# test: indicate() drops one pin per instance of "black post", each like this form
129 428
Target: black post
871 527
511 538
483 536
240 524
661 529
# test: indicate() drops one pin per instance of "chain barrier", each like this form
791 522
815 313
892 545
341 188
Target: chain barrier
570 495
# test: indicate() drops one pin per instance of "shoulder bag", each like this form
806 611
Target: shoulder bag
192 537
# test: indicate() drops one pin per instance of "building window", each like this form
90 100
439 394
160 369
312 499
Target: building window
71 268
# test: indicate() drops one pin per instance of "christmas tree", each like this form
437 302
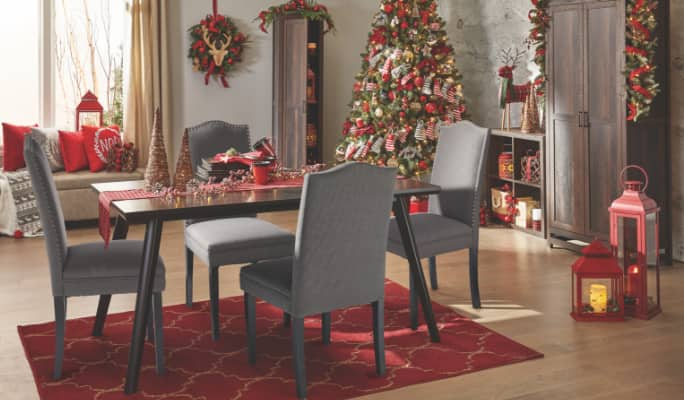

## [Given exercise]
Copy every item above line for line, leaving the pictures out.

## [Output below]
# test: indicate() drops one pin per instance of "black post", each like this form
129 428
Target: black post
871 527
511 538
483 536
240 524
661 529
# test: indicate() drops one pin per instance of "chain barrier", each like this form
791 522
815 313
892 545
341 188
Target: chain barrier
570 495
# test: indicate() drops one pin per instance of "shoulder bag", each like this form
806 611
Target: shoulder bag
192 537
# test: indicate() drops one pin per instance of "building window", each like this form
90 100
439 394
160 369
312 499
Target: building window
71 268
# test: indicate() drops one pin per instance of "christmas tree", each like this form
437 302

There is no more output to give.